◆ What is being asked: Copy the data from the beginning through the line that contains "[[[192,43],[192,22],[190,20],[168,20],[168,44]]]", putting "nonzero" in place of "even-odd" and leaving everything else unchanged.

◆ Supplied data:
%%
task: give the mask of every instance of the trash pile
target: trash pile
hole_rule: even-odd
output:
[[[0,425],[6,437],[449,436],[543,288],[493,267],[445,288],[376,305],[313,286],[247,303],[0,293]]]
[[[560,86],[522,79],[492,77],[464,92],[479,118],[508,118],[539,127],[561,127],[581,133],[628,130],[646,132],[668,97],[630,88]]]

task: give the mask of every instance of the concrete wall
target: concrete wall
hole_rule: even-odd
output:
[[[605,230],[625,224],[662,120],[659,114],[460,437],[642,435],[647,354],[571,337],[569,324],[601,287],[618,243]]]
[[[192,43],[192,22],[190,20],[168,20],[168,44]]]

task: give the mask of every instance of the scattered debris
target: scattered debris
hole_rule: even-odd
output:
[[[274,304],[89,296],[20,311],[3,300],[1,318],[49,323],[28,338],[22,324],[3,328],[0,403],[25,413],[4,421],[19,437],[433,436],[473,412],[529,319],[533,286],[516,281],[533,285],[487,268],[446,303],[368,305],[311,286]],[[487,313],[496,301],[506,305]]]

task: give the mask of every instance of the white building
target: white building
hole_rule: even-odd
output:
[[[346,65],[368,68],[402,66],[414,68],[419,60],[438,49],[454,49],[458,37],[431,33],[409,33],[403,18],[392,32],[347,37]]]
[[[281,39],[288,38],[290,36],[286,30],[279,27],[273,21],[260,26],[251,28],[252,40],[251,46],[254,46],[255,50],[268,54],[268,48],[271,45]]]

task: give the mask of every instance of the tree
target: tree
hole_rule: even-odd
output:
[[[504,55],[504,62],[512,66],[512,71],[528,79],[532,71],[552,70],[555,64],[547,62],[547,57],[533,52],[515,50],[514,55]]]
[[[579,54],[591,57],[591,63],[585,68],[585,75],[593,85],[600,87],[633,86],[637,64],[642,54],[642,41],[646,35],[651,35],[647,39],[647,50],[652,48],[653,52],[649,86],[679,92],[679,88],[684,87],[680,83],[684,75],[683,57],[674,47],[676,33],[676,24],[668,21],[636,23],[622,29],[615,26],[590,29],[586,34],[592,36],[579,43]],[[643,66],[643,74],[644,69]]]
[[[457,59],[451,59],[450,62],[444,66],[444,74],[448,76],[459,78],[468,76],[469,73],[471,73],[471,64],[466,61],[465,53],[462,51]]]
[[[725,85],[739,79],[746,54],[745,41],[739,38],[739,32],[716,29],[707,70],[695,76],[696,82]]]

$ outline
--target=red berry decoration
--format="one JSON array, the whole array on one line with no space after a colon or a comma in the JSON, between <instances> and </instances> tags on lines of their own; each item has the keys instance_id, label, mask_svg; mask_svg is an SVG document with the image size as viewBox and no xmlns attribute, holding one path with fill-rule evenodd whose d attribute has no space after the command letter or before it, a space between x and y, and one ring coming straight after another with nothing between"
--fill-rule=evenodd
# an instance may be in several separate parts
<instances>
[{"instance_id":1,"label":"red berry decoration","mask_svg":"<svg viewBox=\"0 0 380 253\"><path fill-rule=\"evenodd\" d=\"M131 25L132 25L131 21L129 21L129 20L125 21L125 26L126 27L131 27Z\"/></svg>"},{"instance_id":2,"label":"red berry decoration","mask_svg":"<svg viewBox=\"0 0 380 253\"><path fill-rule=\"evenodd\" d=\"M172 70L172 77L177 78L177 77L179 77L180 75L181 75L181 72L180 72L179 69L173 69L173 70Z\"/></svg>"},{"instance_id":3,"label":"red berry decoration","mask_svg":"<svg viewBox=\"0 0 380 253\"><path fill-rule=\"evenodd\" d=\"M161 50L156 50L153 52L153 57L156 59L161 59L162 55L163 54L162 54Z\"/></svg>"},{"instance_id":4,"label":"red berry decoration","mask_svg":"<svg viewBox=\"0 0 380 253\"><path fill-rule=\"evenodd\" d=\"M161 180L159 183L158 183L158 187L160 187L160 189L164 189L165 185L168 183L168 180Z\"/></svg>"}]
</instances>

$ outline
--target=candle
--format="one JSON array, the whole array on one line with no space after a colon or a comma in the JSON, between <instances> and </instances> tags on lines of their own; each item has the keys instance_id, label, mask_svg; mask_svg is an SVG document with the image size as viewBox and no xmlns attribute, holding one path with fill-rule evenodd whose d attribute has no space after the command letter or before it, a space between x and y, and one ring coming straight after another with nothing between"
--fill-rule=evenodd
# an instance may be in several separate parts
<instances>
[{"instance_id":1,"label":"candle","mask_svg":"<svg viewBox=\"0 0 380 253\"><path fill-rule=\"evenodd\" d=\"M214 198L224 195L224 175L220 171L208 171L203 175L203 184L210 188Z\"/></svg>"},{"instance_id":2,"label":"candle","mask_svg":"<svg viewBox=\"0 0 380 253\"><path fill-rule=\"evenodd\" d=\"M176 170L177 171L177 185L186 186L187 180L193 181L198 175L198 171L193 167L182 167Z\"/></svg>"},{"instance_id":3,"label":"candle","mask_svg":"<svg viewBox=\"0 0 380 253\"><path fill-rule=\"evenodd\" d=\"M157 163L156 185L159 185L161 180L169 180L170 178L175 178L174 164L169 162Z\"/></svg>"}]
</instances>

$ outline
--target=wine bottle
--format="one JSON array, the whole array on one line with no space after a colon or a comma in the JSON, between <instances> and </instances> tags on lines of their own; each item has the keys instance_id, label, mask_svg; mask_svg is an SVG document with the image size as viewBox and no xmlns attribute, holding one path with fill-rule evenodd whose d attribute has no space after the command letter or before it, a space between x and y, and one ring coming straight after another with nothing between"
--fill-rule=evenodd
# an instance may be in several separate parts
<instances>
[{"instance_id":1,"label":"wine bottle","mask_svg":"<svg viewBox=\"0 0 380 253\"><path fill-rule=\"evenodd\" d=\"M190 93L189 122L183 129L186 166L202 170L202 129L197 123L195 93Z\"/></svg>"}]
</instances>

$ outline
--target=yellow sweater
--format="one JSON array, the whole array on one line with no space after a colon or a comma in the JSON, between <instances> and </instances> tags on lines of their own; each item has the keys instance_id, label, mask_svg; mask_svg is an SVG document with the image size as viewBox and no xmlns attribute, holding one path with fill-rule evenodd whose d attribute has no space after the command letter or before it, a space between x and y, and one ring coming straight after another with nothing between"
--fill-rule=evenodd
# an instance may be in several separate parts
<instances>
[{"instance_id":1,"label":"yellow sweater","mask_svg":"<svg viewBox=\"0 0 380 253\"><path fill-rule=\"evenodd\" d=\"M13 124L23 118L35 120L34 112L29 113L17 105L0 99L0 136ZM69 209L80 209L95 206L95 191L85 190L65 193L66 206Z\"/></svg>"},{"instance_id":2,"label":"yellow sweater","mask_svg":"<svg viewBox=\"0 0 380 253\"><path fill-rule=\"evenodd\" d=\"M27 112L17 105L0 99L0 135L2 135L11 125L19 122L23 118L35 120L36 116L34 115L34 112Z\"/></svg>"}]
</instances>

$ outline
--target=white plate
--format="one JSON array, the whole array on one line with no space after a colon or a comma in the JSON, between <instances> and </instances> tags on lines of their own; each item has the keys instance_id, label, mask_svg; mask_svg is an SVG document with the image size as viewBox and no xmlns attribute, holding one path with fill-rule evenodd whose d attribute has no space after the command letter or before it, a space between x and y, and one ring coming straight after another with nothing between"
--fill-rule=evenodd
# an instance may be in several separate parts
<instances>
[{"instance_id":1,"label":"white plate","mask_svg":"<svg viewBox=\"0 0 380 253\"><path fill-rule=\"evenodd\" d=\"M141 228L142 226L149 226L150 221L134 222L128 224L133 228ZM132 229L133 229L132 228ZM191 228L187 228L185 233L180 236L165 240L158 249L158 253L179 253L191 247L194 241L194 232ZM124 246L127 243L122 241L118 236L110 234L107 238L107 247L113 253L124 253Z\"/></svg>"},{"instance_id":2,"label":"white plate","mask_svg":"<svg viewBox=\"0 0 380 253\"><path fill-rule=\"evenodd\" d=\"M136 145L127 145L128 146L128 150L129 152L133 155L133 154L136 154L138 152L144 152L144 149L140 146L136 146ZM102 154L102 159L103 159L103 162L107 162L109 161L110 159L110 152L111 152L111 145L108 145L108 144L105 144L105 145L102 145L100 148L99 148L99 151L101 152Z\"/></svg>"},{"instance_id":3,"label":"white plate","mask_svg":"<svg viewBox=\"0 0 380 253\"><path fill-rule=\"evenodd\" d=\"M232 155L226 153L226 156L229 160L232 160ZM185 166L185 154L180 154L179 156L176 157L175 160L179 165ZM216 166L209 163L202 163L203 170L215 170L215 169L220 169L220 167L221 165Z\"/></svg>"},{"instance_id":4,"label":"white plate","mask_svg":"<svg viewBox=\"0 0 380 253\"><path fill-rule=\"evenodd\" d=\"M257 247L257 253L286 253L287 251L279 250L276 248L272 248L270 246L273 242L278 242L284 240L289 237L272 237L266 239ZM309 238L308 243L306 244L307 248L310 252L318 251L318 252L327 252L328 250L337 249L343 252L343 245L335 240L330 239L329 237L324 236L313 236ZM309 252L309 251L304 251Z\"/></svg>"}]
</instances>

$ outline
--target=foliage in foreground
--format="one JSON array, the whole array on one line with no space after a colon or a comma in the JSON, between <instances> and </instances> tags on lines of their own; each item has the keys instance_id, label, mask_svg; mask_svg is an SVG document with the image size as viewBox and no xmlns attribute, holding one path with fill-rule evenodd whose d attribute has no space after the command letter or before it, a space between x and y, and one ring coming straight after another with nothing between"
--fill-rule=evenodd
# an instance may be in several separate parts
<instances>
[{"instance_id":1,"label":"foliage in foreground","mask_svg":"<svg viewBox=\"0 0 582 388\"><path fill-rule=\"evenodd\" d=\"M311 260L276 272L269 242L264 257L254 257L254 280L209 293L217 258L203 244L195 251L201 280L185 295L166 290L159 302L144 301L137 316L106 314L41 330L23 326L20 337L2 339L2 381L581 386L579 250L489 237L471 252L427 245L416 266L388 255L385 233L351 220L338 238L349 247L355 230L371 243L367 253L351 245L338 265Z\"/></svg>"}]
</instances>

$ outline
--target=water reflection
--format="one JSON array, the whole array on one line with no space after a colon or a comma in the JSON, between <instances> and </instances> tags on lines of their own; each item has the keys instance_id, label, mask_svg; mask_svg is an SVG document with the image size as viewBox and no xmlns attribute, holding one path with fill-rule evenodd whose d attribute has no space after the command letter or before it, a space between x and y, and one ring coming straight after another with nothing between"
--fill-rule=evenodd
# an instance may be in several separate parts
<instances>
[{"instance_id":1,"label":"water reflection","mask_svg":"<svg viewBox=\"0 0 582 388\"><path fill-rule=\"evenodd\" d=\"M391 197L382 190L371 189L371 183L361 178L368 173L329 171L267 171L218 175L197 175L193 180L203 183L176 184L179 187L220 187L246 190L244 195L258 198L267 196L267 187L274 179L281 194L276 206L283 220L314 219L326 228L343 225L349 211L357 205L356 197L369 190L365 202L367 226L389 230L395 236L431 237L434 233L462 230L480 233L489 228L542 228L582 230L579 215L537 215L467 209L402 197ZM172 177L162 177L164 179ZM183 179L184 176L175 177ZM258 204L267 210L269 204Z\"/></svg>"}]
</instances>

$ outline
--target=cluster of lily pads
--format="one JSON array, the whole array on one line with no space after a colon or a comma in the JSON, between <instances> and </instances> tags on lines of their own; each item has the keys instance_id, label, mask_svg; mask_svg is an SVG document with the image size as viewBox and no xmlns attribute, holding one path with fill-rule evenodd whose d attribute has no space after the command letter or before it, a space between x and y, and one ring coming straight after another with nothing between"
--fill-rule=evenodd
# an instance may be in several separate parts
%%
◆ Solution to the exercise:
task: give the mask of every instance of the trash pile
target: trash pile
hole_rule: nonzero
output:
[[[0,425],[6,437],[449,436],[543,288],[493,267],[445,288],[376,305],[313,286],[247,303],[0,293]]]
[[[560,86],[522,79],[492,77],[464,92],[479,118],[508,118],[539,127],[561,127],[581,133],[628,130],[646,132],[668,97],[630,88]]]

task: give the mask of every instance of the concrete wall
target: concrete wall
hole_rule: nonzero
output:
[[[605,230],[625,224],[662,120],[659,114],[460,437],[642,435],[647,354],[571,337],[569,324],[601,287],[618,243]]]
[[[192,43],[192,22],[190,20],[168,20],[168,44]]]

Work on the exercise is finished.